» **Exercise goal**
Using the entries below, return word for word the lines from the one containing "the white button-up" up to and including the last.

» **Information shown**

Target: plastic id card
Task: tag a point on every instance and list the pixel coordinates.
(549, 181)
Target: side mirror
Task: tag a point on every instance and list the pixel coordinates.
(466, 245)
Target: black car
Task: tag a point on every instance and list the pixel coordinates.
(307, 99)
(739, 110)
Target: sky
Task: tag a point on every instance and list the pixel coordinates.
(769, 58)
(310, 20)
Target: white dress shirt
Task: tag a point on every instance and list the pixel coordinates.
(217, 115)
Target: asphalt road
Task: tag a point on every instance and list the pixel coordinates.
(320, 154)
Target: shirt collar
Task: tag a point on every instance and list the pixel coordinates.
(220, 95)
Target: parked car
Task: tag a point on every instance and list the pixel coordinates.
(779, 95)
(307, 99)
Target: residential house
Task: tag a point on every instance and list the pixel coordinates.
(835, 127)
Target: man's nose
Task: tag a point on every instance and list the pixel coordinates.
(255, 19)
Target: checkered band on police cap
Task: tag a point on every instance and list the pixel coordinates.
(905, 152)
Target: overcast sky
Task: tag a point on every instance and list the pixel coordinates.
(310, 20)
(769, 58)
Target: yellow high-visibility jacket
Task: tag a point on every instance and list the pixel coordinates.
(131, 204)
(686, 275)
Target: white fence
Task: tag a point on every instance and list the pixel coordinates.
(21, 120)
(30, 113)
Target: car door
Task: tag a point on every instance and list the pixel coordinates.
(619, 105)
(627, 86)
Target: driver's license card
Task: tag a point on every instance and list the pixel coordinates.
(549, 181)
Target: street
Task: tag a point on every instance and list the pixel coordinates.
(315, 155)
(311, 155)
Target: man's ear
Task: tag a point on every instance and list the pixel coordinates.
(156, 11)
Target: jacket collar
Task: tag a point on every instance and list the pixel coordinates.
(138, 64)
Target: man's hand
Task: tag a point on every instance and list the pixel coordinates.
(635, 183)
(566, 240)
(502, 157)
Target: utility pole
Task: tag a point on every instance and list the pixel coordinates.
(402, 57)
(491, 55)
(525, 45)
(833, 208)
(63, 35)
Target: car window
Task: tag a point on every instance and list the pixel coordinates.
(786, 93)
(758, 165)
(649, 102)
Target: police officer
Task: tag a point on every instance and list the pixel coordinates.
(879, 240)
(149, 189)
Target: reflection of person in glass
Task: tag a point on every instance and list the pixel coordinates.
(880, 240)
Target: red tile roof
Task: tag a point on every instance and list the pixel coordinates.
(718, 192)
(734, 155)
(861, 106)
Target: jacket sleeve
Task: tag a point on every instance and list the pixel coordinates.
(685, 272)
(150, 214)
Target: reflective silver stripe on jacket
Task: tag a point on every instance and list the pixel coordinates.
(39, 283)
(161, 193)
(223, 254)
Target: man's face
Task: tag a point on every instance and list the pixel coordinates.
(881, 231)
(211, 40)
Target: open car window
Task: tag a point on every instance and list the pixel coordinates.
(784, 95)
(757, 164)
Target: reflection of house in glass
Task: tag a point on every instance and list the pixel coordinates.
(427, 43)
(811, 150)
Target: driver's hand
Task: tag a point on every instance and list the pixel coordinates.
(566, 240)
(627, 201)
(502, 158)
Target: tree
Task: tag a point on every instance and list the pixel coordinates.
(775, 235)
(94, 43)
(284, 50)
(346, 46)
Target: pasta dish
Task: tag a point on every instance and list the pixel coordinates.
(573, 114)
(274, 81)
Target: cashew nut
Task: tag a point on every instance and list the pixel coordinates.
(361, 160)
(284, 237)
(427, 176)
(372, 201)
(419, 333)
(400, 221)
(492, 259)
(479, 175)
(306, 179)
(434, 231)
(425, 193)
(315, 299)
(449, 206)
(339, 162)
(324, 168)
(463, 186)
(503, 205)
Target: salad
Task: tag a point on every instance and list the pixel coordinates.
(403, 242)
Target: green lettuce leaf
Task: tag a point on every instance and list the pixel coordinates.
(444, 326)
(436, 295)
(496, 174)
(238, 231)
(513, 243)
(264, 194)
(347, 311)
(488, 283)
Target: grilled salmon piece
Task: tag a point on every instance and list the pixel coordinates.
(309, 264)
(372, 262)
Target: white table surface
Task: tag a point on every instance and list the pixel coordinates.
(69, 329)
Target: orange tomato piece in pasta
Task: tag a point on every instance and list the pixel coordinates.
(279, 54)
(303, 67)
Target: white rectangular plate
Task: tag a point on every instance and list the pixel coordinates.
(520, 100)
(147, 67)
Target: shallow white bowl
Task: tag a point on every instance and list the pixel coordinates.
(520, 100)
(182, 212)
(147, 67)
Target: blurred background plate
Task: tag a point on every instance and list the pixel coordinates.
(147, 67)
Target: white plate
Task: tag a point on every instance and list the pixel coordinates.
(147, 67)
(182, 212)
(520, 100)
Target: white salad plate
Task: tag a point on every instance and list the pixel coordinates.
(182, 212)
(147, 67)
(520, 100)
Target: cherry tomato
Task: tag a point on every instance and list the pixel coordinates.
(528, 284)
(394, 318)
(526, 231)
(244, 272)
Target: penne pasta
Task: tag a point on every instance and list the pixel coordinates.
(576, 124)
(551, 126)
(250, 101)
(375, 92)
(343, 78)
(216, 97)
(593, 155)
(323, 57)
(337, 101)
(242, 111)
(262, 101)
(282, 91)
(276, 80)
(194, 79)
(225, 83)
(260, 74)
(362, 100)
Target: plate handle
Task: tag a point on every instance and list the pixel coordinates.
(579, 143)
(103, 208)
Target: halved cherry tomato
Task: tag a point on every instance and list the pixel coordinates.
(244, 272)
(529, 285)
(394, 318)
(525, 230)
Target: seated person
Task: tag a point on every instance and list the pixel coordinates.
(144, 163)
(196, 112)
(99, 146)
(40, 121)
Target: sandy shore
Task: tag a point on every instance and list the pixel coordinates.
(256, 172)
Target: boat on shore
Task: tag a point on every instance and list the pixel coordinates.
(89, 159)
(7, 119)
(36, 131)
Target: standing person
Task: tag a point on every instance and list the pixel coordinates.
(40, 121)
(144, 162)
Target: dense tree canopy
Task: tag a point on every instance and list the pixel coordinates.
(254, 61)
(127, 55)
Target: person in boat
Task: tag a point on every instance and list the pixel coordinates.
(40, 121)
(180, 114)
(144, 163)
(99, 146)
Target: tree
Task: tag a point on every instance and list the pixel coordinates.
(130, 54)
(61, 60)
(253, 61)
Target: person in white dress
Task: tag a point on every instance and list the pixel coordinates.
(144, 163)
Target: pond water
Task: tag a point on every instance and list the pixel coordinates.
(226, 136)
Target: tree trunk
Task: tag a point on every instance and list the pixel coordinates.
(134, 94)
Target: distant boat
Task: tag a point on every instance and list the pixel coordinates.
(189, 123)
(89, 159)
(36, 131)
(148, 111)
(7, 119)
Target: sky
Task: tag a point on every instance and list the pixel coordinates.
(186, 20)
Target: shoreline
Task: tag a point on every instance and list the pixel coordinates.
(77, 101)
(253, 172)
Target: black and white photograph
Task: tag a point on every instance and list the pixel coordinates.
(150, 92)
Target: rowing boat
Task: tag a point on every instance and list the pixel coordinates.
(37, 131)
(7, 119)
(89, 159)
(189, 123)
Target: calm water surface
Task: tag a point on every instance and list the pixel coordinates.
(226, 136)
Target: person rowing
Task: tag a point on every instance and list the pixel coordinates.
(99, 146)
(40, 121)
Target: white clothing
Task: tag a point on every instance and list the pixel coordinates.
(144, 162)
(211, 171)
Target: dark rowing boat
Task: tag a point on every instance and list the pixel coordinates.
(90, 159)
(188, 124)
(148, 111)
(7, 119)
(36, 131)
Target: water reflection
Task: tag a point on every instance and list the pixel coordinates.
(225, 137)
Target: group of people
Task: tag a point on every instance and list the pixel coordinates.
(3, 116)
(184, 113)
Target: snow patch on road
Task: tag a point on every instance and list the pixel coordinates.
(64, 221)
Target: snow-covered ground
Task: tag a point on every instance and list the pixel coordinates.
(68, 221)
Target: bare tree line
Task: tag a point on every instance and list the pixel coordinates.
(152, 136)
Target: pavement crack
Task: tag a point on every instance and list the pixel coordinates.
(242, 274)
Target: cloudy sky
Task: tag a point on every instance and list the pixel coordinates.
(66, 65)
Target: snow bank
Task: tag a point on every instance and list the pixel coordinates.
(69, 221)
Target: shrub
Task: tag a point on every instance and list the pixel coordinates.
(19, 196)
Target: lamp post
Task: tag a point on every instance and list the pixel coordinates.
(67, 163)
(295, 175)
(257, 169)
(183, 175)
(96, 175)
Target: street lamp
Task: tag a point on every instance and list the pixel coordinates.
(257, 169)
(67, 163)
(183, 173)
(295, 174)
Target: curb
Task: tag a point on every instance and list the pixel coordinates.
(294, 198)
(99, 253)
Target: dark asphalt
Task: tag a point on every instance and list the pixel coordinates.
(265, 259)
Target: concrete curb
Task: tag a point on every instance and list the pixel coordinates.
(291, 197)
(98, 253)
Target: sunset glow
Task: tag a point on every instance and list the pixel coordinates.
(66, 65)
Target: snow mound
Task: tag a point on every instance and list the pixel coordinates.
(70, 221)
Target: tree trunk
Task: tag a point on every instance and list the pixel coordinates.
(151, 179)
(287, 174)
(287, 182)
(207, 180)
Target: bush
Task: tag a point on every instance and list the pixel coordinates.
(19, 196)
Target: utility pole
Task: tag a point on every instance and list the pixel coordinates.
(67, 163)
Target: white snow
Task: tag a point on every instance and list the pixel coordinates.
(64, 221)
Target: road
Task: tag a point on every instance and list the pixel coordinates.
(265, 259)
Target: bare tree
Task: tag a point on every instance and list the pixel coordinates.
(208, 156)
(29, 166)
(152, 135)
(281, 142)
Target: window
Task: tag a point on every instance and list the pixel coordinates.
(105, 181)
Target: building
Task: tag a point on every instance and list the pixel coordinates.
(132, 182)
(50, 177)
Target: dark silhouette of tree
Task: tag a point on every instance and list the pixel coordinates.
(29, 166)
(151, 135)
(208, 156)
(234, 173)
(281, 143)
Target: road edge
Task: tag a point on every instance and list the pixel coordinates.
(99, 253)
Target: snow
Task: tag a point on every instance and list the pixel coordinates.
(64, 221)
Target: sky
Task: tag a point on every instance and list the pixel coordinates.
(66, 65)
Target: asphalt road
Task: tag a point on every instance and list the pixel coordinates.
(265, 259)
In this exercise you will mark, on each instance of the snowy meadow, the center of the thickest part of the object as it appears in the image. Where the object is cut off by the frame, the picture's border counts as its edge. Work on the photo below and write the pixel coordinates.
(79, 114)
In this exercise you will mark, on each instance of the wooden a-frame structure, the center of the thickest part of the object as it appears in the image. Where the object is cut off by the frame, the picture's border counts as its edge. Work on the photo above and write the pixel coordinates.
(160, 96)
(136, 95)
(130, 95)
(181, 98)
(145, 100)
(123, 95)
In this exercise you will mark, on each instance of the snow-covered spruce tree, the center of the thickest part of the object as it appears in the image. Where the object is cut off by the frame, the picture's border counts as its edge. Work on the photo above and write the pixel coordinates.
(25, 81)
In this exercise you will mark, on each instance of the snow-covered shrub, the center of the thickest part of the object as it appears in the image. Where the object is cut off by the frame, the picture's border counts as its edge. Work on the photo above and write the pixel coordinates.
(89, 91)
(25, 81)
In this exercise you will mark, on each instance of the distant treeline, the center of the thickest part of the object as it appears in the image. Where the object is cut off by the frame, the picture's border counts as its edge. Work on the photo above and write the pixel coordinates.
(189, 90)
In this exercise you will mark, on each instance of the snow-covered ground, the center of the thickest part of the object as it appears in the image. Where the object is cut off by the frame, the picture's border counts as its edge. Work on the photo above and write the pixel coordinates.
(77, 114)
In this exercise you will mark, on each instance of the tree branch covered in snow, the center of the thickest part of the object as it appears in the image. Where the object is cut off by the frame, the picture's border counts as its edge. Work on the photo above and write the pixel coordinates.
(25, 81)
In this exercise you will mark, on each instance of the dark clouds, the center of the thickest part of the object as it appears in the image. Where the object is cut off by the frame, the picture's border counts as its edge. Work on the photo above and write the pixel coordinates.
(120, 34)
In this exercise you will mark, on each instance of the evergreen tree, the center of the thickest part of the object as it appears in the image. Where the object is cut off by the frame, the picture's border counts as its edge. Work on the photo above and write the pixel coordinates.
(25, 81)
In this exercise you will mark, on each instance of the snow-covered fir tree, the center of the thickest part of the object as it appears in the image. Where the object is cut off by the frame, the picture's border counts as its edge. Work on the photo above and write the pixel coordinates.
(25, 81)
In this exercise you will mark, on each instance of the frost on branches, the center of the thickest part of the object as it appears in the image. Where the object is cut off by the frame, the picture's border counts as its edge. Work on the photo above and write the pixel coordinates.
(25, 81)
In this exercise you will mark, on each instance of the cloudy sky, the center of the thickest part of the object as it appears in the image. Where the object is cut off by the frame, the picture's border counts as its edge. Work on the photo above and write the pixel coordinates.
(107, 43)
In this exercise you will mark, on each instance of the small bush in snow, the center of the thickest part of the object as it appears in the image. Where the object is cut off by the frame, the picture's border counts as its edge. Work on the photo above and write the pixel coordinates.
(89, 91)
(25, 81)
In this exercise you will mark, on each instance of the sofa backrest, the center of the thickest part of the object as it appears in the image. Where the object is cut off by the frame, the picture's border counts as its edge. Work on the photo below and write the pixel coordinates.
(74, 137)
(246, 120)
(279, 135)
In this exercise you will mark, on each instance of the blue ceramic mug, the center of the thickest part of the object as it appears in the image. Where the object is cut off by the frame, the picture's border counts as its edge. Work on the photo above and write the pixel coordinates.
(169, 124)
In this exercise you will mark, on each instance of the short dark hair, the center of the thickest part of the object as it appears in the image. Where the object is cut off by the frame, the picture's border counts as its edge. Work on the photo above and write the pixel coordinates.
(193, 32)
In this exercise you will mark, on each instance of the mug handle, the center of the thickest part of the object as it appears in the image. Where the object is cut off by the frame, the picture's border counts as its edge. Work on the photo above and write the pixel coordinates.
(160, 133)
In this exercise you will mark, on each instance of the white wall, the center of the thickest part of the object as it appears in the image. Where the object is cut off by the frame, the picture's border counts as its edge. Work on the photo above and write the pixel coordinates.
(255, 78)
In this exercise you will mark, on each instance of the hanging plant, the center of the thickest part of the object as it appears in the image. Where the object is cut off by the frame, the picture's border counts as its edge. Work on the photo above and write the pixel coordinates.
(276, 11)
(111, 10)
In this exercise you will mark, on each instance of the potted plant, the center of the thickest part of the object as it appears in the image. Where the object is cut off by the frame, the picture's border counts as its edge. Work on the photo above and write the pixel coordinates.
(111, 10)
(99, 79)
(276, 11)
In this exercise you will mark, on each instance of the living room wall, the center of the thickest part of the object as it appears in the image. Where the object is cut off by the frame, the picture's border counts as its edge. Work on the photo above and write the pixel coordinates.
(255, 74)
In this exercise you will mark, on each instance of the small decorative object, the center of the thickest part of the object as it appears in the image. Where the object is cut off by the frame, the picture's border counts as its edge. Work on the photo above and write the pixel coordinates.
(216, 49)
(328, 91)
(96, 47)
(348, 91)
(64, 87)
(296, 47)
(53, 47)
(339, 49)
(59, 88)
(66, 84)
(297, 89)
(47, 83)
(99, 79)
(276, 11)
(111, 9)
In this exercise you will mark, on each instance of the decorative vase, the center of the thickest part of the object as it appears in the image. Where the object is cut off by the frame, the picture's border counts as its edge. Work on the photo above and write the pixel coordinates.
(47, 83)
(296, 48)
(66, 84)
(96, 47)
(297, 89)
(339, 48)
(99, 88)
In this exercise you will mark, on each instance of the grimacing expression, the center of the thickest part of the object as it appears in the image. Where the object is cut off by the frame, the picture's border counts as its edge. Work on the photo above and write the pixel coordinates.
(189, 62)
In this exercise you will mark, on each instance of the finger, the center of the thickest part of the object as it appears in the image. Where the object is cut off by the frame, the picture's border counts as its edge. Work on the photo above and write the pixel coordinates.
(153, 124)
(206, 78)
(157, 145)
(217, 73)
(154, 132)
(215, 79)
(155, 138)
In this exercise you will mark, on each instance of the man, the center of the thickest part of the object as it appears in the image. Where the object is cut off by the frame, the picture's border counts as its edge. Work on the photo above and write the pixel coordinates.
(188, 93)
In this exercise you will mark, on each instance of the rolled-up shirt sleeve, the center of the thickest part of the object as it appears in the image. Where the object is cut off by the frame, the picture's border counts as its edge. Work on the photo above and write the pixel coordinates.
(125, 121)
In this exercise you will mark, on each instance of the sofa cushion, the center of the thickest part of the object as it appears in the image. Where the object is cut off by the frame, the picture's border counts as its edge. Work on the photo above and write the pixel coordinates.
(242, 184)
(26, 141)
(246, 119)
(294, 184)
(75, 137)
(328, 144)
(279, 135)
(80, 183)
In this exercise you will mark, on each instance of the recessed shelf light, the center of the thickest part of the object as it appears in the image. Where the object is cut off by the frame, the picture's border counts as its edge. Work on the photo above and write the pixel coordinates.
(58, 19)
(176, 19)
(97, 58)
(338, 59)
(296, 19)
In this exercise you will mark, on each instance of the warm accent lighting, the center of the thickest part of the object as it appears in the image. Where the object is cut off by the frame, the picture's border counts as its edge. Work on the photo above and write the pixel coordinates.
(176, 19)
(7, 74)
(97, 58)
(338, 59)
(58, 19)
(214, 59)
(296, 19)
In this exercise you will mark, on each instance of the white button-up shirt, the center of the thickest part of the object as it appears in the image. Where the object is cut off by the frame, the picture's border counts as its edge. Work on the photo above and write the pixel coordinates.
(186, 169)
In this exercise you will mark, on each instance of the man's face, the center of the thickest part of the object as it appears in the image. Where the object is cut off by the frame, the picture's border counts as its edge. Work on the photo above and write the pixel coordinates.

» **Exercise response**
In this exercise you will mark, on each instance of the white button-up shirt, the center of the thickest part of the object as it appears in the image. Where the object is cut off by the frame, the picture's border counts as its edge. Work on the photo above and write the pixel coordinates.
(186, 169)
In this exercise you will mark, on each instance of the man's face, the center of the thickest part of the object as it appears in the image. Where the object is cut off by the frame, the picture's border counts as its edge. Work on the photo above and write the pixel coordinates.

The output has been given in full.